=== Task item ===
Please print the whole listing again, exactly as shown.

=== Provided material ===
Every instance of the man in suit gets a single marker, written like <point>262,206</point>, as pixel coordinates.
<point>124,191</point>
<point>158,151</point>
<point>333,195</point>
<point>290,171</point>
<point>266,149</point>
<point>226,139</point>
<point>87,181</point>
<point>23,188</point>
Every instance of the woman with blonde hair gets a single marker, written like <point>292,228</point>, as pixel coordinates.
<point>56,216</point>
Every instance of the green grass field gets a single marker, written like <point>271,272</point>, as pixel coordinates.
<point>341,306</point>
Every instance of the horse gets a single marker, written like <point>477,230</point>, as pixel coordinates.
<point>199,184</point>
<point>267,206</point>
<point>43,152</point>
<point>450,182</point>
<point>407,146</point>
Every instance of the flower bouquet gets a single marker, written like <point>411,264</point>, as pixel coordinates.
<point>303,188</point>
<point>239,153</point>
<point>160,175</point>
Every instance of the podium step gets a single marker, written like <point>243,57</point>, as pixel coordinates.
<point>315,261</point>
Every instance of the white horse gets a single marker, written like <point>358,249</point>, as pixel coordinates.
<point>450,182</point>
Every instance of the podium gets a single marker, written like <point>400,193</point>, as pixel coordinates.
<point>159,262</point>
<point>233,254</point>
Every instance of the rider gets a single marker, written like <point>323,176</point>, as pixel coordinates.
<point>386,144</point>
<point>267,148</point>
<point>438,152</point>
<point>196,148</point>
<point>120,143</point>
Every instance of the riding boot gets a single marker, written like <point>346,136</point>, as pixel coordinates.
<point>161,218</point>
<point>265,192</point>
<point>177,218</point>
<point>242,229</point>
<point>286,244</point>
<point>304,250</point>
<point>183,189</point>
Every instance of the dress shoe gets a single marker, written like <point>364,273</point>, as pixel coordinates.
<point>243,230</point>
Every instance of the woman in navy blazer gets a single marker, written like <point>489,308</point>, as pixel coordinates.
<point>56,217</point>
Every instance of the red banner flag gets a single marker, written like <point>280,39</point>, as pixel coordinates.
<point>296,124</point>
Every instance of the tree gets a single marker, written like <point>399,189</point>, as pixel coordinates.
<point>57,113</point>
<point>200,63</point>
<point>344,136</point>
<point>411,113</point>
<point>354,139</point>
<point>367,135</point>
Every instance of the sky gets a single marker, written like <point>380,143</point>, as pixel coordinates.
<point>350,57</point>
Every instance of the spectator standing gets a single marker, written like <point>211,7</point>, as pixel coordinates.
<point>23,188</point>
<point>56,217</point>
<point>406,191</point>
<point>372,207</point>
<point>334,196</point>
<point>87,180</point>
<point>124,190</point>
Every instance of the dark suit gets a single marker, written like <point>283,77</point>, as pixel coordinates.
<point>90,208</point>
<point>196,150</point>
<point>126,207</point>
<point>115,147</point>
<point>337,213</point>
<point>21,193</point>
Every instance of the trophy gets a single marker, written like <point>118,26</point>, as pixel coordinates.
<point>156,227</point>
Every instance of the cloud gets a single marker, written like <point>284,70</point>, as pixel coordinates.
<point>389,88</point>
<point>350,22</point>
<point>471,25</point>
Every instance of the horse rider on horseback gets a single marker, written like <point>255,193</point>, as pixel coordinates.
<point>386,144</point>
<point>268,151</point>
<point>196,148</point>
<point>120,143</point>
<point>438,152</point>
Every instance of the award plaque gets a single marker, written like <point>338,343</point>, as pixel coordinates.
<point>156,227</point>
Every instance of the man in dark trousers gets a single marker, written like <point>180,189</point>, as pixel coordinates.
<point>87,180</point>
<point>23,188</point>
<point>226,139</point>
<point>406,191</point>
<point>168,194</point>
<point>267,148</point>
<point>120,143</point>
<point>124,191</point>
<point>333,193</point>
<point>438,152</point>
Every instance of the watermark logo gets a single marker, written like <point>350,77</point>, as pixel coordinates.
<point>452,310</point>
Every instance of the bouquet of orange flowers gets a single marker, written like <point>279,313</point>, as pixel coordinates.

=== Exercise response ===
Every instance of the man in suit gets a single marker, written like <point>262,206</point>, as pixel coordinates.
<point>124,191</point>
<point>158,151</point>
<point>333,195</point>
<point>290,171</point>
<point>266,149</point>
<point>226,139</point>
<point>87,181</point>
<point>23,188</point>
Every instance of the woman with blonde hair gets a single marker, written like <point>292,228</point>, as pixel coordinates.
<point>56,216</point>
Every instance of the green grass field gets a single marker, written like <point>271,272</point>, as pixel coordinates.
<point>341,306</point>
Every instance of the horse gets a single marker, written like <point>477,230</point>, as pixel coordinates.
<point>199,184</point>
<point>267,206</point>
<point>43,152</point>
<point>450,182</point>
<point>407,146</point>
Every instance of the flower bouquet gets a single marker, written like <point>411,264</point>, as pixel coordinates.
<point>303,188</point>
<point>239,153</point>
<point>160,175</point>
Every instance of the podium step gets a single marker, written like <point>243,57</point>, as pixel coordinates.
<point>315,261</point>
Every instance of the white horse gets a single marker, written like <point>358,249</point>, as pixel coordinates.
<point>450,182</point>
Every instance of the podium gets a single marker, written like <point>400,193</point>, as pixel coordinates.
<point>159,262</point>
<point>233,254</point>
Every instance of the rider gets a single marker, written like <point>323,176</point>, as pixel coordinates.
<point>386,144</point>
<point>267,148</point>
<point>438,152</point>
<point>196,148</point>
<point>120,143</point>
Every instance of the riding boot gets a single marker, written like <point>346,136</point>, as pixel coordinates.
<point>161,218</point>
<point>265,192</point>
<point>177,218</point>
<point>242,229</point>
<point>286,244</point>
<point>304,250</point>
<point>183,189</point>
Every instance of the dress shoe gets a single marker, written like <point>364,273</point>, as pixel coordinates.
<point>243,230</point>
Every instance of the woman in navy blazer gets a single marker, written like <point>489,308</point>, as pixel coordinates.
<point>56,217</point>
Every instance of the red banner flag gets a single marker, written like <point>280,39</point>, as pixel coordinates.
<point>296,124</point>
Every instance of the tree gets a single marker, written like <point>399,189</point>, as pixel coordinates.
<point>57,113</point>
<point>200,63</point>
<point>344,136</point>
<point>411,113</point>
<point>354,139</point>
<point>367,135</point>
Every instance of the sky gets a single marker, written like <point>380,143</point>, as pixel coordinates.
<point>350,57</point>
Every instance of the spectator standing gets a single marker, written like <point>211,7</point>, as pixel coordinates.
<point>23,188</point>
<point>56,217</point>
<point>406,191</point>
<point>372,207</point>
<point>334,196</point>
<point>87,180</point>
<point>124,190</point>
Every instance of the dark suit gets a single marker, written like <point>283,77</point>, as pixel coordinates.
<point>90,208</point>
<point>196,150</point>
<point>126,207</point>
<point>115,147</point>
<point>337,213</point>
<point>21,193</point>
Every instance of the trophy gets a single marker, written like <point>118,26</point>, as pixel coordinates.
<point>156,227</point>
Every instance of the cloud gets a single marker, written like <point>284,70</point>, as pixel coordinates.
<point>389,88</point>
<point>350,22</point>
<point>471,25</point>
Every instance of the horse rider on horseback gets a single marker, written like <point>255,193</point>, as pixel coordinates.
<point>386,144</point>
<point>268,151</point>
<point>196,148</point>
<point>120,143</point>
<point>438,152</point>
Every instance of the award plaque gets a single marker, written like <point>338,343</point>, as pixel coordinates.
<point>156,227</point>
Every instance of the man in dark trousers gets a single marker, written like <point>180,189</point>, as pixel coordinates.
<point>87,180</point>
<point>23,188</point>
<point>226,139</point>
<point>406,191</point>
<point>168,194</point>
<point>267,148</point>
<point>120,143</point>
<point>124,191</point>
<point>333,193</point>
<point>438,152</point>
Every instance of the watermark logo gets a single marker, written like <point>350,77</point>, as pixel coordinates.
<point>452,310</point>
Every instance of the bouquet of orange flowers gets a single marker, written like <point>279,313</point>, as pixel coordinates.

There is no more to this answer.